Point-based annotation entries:
•••
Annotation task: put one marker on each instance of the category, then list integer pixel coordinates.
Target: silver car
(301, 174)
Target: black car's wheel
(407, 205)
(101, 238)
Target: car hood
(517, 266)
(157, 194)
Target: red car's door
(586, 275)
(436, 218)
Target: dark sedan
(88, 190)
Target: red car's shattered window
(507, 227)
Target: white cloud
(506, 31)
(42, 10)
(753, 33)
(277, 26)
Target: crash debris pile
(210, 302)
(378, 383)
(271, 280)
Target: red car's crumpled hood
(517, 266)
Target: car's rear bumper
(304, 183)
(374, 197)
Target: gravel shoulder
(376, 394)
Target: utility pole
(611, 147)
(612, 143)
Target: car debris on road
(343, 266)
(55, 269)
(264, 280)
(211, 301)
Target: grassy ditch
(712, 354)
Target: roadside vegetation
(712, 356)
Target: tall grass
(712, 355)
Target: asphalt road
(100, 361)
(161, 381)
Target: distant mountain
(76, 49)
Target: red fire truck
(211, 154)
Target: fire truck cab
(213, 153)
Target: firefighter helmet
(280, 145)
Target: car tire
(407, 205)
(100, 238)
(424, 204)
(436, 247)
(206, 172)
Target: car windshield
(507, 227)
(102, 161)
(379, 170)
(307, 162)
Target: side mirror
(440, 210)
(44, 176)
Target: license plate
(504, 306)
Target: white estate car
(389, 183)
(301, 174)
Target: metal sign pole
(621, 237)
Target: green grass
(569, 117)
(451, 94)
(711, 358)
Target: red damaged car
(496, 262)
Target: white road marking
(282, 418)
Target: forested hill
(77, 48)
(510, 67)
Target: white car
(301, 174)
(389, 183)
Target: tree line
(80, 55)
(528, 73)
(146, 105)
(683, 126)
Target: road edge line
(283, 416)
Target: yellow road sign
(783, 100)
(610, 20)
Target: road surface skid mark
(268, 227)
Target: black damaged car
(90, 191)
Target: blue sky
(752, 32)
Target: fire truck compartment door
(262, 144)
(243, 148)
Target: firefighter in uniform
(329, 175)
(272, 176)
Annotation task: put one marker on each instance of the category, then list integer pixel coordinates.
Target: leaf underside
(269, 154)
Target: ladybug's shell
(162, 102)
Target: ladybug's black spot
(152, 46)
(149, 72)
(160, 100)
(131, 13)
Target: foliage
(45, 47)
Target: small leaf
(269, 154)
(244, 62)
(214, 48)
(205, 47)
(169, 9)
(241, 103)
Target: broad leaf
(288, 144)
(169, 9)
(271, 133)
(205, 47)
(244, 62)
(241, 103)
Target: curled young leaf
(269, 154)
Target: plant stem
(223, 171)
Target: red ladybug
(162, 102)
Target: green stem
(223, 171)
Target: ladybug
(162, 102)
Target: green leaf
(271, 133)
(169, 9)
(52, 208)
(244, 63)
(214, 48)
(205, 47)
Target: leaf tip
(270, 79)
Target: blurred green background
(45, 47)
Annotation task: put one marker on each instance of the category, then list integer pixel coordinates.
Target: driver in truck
•••
GIVEN EXERCISE: Change every "Target" in the entries above to "Label", leaving all other text as it is.

EXPECTED OUTPUT:
Annotation task: put one marker on each instance of the category, then list integer pixel coordinates.
Label: silver car
(301, 174)
Label: black car's wheel
(407, 205)
(101, 238)
Label: car hood
(517, 266)
(157, 194)
Label: red car's door
(586, 275)
(436, 218)
Label: dark sedan
(88, 190)
Label: red car's shattered window
(507, 227)
Label: white cloud
(506, 31)
(42, 10)
(753, 33)
(277, 26)
Label: crash debris pile
(210, 302)
(378, 383)
(271, 280)
Label: red car's crumpled hood
(517, 266)
Label: car's rear bumper
(304, 183)
(374, 197)
Label: gravel shoulder
(376, 394)
Label: utility pole
(611, 147)
(612, 143)
Label: car debris on road
(343, 266)
(55, 269)
(264, 280)
(211, 301)
Label: grassy ditch
(712, 354)
Label: roadside vegetation
(712, 356)
Label: tall grass
(712, 355)
Label: asphalt road
(100, 361)
(161, 381)
Label: distant mountain
(76, 49)
Label: red fire truck
(211, 154)
Label: fire truck cab
(213, 153)
Label: firefighter helmet
(280, 145)
Label: car tire
(407, 205)
(100, 238)
(424, 204)
(436, 247)
(206, 172)
Label: car windshield
(507, 227)
(102, 161)
(379, 170)
(307, 162)
Label: side mirror
(440, 210)
(44, 176)
Label: license plate
(504, 306)
Label: white estate car
(389, 183)
(301, 174)
Label: metal sign pole
(621, 237)
Label: green grass
(569, 117)
(451, 94)
(711, 358)
Label: red damaged car
(496, 262)
Label: white road marking
(282, 418)
Label: forested hill
(77, 48)
(510, 67)
Label: white car
(301, 174)
(389, 183)
Label: tree line
(80, 55)
(528, 73)
(146, 105)
(683, 126)
Label: road edge line
(283, 416)
Label: yellow road sign
(783, 100)
(610, 20)
Label: road surface skid mark
(268, 227)
Label: black damaged car
(90, 191)
Label: blue sky
(752, 32)
Label: fire truck compartment door
(262, 144)
(243, 148)
Label: firefighter in uniform
(329, 175)
(272, 176)
Annotation task: put one marker on each instance of the category, then list integer pixel coordinates.
Label: leaf underside
(269, 154)
Label: ladybug's shell
(162, 102)
Label: ladybug's black spot
(152, 46)
(149, 72)
(160, 100)
(131, 13)
Label: foliage
(45, 47)
Label: small leaf
(269, 154)
(244, 62)
(214, 48)
(205, 47)
(169, 9)
(241, 103)
Label: broad leaf
(288, 144)
(169, 9)
(271, 133)
(205, 47)
(244, 62)
(241, 103)
Label: curled young leaf
(269, 154)
Label: plant stem
(223, 171)
Label: red ladybug
(162, 102)
Label: green stem
(223, 171)
Label: ladybug
(162, 102)
Label: green leaf
(271, 133)
(169, 9)
(52, 208)
(244, 63)
(214, 48)
(205, 47)
Label: leaf tip
(270, 79)
Label: blurred green background
(45, 47)
Annotation task: put one marker on each instance of the category, then list integer pixel coordinates.
Label: driver in truck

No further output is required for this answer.